__WRITTEN INSTRUCTION__
Copy out the records word for word, starting at the line that contains "An accessibility tool is trying to find the dense" and continuing through the end of the records.

╭─ MATERIAL FOR THIS EXERCISE

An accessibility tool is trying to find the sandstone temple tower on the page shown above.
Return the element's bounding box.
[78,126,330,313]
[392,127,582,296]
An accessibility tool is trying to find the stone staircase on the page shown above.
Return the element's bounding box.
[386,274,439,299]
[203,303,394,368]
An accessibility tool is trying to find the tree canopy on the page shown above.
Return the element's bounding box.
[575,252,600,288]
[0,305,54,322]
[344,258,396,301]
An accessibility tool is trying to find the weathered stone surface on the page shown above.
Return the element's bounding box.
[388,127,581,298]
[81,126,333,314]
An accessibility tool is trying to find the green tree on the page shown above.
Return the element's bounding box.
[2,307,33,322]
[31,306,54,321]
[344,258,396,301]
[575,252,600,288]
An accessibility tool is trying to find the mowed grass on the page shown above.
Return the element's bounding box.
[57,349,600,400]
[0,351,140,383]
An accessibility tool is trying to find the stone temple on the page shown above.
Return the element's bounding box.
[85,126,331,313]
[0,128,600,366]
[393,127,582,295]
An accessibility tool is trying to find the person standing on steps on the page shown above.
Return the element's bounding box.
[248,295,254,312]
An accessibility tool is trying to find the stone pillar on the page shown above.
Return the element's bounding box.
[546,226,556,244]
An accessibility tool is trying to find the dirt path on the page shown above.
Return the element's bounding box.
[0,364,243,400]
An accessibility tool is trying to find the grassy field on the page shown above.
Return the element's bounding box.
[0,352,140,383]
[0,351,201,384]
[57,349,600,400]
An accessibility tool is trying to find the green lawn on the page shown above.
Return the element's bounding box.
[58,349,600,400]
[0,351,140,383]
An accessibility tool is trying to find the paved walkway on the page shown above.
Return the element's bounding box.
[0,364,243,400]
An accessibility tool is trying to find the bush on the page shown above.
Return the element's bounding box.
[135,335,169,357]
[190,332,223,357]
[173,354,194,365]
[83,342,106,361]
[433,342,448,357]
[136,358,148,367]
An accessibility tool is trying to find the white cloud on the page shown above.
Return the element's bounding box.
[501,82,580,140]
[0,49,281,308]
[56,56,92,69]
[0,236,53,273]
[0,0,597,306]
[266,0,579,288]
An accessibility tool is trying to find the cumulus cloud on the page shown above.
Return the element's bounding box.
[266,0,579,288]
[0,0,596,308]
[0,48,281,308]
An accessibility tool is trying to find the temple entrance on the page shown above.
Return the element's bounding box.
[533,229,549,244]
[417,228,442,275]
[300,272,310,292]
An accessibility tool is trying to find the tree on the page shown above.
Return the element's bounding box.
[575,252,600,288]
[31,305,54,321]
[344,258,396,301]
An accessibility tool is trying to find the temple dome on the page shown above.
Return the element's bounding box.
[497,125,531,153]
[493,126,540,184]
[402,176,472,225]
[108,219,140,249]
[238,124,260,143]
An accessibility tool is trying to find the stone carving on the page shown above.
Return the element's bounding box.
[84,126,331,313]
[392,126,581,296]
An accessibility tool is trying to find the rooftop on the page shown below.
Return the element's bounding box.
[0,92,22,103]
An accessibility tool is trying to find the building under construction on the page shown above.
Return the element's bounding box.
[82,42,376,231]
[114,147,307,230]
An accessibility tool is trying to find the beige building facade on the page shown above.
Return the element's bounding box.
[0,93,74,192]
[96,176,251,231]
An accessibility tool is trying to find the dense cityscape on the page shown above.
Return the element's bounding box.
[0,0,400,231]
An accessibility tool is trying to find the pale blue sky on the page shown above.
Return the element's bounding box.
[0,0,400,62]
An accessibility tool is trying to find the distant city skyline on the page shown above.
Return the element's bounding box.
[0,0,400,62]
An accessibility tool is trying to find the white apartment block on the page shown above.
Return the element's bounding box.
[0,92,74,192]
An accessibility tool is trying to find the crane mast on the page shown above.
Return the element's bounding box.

╰─

__CORRECT RESPONSE__
An accessibility tool is trying to find the dense cityscape on the page shown above.
Return the element's bounding box.
[0,0,400,231]
An accessibility tool is trying to find the pale blue sky on the page shown above.
Return the element's bounding box.
[0,0,400,62]
An accessibility tool is trying to find the distant city skyline on the page shown above.
Return the element's bounding box.
[0,0,400,62]
An accessibility tool is trying to find the white apartment block on the page shown above.
Return the element's bounding box.
[0,92,74,192]
An accessibility tool is trying to find the crane mast on the page shown above.
Return the element's bounding box.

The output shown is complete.